EXERCISE GOAL
Among the records below, find the lines with the word "wildflower" and copy them.
(EXTRACTED DATA begins)
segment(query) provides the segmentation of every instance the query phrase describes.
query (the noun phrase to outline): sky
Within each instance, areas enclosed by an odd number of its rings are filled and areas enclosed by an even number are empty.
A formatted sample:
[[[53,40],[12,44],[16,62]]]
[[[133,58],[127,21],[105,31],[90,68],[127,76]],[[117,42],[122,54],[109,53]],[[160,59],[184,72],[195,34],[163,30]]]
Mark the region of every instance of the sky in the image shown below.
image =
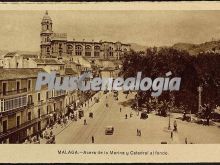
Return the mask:
[[[82,41],[144,46],[220,39],[220,11],[48,11],[53,31]],[[0,11],[0,50],[40,50],[45,11]]]

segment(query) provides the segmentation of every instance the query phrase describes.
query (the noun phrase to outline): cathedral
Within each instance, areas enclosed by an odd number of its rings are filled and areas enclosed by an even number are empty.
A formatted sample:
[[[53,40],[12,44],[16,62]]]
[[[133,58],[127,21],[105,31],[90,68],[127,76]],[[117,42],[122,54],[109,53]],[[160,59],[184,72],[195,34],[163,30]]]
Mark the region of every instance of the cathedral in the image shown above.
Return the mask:
[[[58,58],[82,56],[87,59],[121,59],[130,51],[129,44],[108,41],[67,40],[66,33],[54,33],[51,17],[46,11],[41,22],[41,58]]]

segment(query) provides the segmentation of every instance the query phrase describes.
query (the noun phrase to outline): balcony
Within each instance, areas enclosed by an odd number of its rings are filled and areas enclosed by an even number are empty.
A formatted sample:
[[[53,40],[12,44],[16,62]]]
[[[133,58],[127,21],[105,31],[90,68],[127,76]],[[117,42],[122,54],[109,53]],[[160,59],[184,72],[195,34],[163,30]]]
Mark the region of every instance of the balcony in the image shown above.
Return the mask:
[[[34,106],[34,102],[28,102],[28,103],[27,103],[27,107],[28,107],[28,108],[31,108],[31,107],[33,107],[33,106]]]
[[[53,101],[54,101],[54,100],[53,100],[52,97],[47,99],[47,102],[48,102],[48,103],[52,103]]]
[[[66,91],[63,91],[63,90],[55,91],[53,98],[61,97],[61,96],[65,96],[65,95],[66,95]]]
[[[27,88],[11,90],[11,91],[0,91],[1,97],[18,96],[27,92]]]
[[[43,105],[43,101],[44,101],[44,100],[38,100],[38,102],[37,102],[38,106]]]
[[[37,123],[38,121],[40,121],[40,119],[36,118],[36,119],[30,120],[30,121],[27,121],[25,123],[22,123],[19,126],[16,126],[16,127],[11,128],[11,129],[8,129],[6,132],[1,132],[0,133],[0,140],[7,138],[8,136],[10,136],[13,133],[21,131],[22,129],[30,127],[31,125]]]
[[[0,112],[2,116],[12,115],[18,111],[23,111],[27,108],[27,96],[21,95],[13,98],[1,99]]]

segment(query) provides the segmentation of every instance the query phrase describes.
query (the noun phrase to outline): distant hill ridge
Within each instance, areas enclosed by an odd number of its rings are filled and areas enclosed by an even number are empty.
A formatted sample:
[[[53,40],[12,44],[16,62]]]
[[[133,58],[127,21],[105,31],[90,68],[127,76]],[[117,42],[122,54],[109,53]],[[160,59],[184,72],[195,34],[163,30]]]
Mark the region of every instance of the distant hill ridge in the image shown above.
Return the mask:
[[[200,52],[220,51],[220,40],[204,42],[201,44],[176,43],[172,47],[178,50],[186,50],[191,55],[197,55]]]

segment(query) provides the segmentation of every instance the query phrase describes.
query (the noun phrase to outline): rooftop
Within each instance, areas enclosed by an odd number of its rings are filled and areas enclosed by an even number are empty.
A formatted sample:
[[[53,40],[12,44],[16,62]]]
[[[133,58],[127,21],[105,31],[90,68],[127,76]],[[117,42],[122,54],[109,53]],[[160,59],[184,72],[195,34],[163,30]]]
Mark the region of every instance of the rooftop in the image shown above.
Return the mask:
[[[57,59],[51,59],[51,58],[35,58],[33,59],[34,62],[36,62],[37,64],[43,64],[43,65],[64,65],[64,63],[60,62]]]
[[[65,68],[65,74],[66,75],[77,75],[77,72],[75,72],[72,68]]]
[[[0,81],[34,78],[37,77],[39,72],[45,72],[45,70],[41,68],[0,68]]]
[[[17,54],[17,52],[9,52],[4,57],[14,57]]]

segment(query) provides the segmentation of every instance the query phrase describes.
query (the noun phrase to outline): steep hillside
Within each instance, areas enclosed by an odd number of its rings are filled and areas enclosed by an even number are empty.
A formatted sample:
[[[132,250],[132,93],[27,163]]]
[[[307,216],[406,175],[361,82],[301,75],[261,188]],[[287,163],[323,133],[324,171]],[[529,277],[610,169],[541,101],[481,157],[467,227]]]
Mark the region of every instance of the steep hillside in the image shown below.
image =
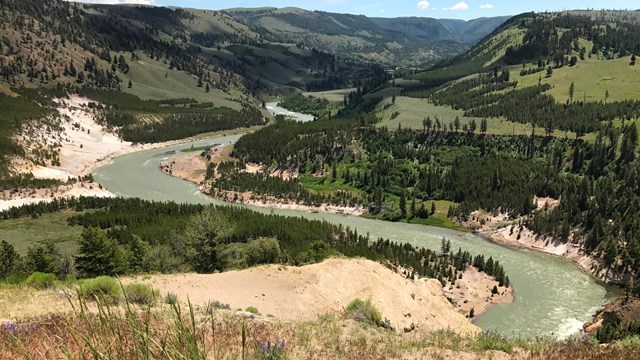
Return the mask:
[[[272,41],[301,42],[341,56],[400,66],[433,64],[459,54],[506,20],[368,18],[298,8],[226,12]]]
[[[223,12],[63,0],[0,0],[0,8],[0,102],[13,109],[0,115],[0,178],[9,158],[25,156],[16,134],[43,125],[67,91],[105,105],[97,105],[103,124],[125,140],[159,142],[263,123],[265,97],[383,75],[309,46],[268,42]],[[37,156],[56,161],[49,150]]]
[[[549,66],[552,70],[574,68],[592,60],[628,58],[629,64],[631,56],[640,53],[638,14],[586,10],[521,14],[465,54],[416,78],[427,86],[437,86],[495,66],[521,66],[525,76],[547,71]]]

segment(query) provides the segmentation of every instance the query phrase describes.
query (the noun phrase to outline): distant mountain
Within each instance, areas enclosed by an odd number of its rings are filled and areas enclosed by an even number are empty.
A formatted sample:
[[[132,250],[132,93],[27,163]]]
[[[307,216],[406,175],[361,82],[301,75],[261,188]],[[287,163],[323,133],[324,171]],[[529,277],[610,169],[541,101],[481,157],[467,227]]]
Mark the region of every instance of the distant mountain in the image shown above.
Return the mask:
[[[271,41],[299,42],[341,57],[399,66],[427,66],[460,54],[508,19],[369,18],[293,7],[225,12]]]
[[[472,45],[489,35],[508,19],[509,16],[479,18],[469,21],[420,17],[371,18],[382,28],[399,31],[426,41],[442,40]]]

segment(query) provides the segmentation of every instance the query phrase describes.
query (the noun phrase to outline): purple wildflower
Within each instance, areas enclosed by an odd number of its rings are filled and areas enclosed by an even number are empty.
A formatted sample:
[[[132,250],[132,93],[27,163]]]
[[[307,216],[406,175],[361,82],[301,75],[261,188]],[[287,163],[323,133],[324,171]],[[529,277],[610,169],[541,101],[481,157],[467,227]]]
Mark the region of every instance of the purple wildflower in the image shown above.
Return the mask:
[[[280,351],[284,351],[284,339],[282,339],[282,342],[280,343]]]
[[[18,324],[13,325],[13,333],[17,334],[20,329],[18,328]]]

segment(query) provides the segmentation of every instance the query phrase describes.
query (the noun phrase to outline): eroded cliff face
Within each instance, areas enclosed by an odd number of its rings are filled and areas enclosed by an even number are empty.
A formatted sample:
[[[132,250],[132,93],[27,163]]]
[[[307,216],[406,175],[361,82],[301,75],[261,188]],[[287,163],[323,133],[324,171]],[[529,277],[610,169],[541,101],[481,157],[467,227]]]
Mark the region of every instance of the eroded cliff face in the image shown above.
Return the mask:
[[[380,263],[329,259],[302,267],[268,265],[219,274],[158,275],[145,283],[194,304],[214,297],[232,308],[255,306],[285,321],[342,314],[355,299],[371,299],[397,332],[451,330],[475,334],[480,328],[458,313],[435,279],[410,280]]]
[[[595,333],[604,325],[626,328],[630,323],[640,321],[640,298],[619,297],[598,310],[593,321],[584,325],[588,333]]]

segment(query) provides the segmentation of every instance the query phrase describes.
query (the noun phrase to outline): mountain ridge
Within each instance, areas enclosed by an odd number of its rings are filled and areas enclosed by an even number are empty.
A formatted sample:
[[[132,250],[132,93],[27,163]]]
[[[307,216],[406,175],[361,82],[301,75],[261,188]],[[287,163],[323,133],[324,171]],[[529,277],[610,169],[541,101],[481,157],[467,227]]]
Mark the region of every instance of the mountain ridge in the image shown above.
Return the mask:
[[[223,11],[275,41],[304,42],[336,55],[398,66],[428,66],[459,54],[509,18],[382,18],[296,7]]]

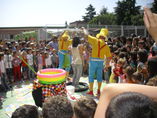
(EXTRACTED DATA ends)
OUTPUT
query (the noun phrase to outline): purple wildflower
Mark the region of every instance of the purple wildflower in the image shown above.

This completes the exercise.